*REQUIREMENT*
Collect every line in the records below that contains the string "lake", copying each one in full. Uppercase and lowercase letters count as different.

[Items taken from a data source]
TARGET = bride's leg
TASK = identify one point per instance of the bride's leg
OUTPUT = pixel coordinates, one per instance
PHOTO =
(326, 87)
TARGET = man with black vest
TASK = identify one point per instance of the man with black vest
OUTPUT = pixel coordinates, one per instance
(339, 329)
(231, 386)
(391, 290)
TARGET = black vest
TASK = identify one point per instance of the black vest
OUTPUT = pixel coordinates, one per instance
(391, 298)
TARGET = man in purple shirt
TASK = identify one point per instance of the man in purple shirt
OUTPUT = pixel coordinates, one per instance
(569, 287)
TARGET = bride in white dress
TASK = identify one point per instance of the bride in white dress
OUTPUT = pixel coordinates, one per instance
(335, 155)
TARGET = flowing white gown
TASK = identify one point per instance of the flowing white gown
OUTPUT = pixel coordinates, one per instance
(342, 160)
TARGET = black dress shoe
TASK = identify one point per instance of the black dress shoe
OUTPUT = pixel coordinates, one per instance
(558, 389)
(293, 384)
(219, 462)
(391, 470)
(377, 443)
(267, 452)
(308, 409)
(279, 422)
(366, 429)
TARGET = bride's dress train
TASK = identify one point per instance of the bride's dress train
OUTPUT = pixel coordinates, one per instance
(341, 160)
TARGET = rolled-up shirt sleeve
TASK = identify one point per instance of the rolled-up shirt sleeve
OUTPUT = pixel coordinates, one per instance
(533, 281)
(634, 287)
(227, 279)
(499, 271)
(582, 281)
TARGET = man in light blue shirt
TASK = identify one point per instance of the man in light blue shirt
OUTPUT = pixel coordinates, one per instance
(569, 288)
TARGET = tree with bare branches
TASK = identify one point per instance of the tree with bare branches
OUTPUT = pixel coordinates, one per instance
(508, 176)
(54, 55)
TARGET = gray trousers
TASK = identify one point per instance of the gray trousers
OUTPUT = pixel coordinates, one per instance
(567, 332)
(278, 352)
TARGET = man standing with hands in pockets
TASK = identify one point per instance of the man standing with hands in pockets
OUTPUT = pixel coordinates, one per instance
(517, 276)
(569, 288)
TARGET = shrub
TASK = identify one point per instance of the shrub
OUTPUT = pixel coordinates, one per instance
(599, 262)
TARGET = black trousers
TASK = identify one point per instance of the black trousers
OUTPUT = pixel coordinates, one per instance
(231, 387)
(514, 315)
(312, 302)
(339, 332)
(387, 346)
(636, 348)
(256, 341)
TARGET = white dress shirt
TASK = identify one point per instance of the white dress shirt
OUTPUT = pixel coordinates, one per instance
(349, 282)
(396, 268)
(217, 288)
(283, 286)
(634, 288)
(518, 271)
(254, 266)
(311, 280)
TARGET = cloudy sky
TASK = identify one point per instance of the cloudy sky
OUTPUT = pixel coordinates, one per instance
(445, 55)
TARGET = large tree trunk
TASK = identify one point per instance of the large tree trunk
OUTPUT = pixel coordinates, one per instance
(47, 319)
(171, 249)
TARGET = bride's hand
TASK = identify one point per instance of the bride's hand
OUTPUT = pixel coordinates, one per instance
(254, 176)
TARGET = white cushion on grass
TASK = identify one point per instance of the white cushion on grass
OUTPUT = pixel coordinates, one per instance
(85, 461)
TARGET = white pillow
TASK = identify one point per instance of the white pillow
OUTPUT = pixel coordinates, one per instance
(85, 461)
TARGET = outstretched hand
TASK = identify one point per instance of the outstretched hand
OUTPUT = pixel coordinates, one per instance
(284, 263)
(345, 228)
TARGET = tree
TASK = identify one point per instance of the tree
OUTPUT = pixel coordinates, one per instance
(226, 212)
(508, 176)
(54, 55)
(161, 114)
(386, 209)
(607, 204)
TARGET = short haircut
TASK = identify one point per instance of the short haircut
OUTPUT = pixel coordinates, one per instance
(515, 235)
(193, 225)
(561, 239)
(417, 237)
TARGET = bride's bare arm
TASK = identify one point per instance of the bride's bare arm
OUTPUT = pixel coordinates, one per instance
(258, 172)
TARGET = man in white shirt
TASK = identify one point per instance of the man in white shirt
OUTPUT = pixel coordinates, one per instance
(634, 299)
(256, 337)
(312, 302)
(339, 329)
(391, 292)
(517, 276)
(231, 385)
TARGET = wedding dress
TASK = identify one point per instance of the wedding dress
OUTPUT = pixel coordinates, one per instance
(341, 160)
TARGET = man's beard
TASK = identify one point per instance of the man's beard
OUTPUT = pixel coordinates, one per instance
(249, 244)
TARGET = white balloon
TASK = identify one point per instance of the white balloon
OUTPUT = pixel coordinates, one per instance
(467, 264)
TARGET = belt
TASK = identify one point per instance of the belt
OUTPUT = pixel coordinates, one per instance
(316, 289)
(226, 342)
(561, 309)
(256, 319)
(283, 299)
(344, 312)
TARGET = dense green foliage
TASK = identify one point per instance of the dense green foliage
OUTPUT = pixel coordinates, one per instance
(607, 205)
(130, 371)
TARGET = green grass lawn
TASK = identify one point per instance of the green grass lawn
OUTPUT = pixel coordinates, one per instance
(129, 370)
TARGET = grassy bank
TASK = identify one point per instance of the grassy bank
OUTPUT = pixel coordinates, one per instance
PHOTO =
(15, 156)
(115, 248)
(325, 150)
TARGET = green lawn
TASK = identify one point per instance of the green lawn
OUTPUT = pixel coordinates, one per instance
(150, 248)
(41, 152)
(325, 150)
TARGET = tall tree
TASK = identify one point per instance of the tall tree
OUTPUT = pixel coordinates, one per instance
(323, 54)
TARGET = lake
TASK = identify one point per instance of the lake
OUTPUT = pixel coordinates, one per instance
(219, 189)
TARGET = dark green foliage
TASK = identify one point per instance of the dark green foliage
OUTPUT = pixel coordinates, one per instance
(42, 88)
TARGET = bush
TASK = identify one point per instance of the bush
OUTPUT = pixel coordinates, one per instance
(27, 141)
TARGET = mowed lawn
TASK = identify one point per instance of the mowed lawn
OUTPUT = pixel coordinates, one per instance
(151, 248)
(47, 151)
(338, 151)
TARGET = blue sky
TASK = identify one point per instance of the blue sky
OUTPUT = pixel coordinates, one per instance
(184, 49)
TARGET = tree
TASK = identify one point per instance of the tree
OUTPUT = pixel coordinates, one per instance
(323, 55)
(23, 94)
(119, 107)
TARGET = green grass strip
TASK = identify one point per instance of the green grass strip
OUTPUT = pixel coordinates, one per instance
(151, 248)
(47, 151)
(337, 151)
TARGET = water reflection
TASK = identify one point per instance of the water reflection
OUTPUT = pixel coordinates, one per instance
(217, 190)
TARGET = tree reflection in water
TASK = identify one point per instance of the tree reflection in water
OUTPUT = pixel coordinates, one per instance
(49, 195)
---
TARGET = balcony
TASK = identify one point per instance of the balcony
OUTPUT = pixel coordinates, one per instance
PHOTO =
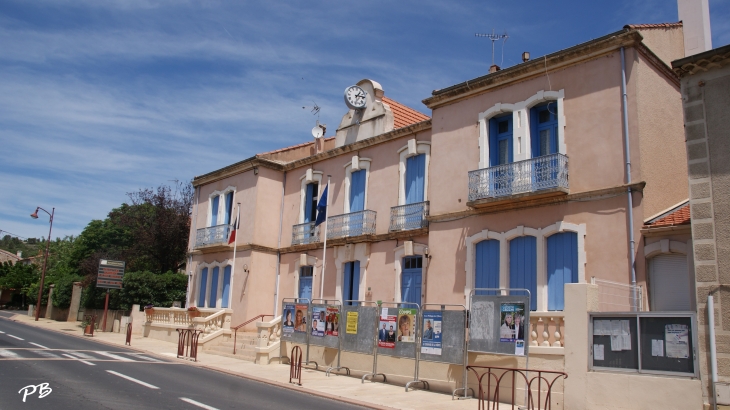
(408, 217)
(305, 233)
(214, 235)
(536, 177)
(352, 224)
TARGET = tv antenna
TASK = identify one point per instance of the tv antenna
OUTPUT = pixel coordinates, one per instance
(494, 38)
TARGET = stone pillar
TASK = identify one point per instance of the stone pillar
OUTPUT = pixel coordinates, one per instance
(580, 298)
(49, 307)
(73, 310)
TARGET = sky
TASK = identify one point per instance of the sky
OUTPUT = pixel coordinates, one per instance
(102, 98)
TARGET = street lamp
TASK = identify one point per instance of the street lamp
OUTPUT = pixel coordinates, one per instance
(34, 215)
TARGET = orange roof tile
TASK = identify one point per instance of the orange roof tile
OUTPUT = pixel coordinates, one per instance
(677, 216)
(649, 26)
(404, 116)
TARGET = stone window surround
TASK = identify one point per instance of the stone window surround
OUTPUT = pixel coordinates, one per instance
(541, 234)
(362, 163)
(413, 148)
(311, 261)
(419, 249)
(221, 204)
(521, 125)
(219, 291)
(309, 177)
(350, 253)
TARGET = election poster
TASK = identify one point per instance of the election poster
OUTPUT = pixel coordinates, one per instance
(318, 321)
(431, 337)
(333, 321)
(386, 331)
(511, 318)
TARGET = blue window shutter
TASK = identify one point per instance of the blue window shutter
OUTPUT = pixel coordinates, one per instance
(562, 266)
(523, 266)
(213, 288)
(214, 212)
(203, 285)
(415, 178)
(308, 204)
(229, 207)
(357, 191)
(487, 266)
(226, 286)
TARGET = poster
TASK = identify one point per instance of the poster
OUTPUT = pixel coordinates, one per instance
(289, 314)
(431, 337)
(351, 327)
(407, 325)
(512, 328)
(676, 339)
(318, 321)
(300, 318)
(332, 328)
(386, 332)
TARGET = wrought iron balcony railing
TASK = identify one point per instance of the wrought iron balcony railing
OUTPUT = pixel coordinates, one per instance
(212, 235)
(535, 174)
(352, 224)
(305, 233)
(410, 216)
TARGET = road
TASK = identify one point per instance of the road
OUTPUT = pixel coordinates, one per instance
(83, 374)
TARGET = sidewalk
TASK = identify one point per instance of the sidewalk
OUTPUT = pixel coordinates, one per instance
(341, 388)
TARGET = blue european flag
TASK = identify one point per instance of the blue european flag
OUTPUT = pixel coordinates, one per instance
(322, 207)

*FULL OUTPUT*
TARGET = lake
TASK = identify one point per instance of the lake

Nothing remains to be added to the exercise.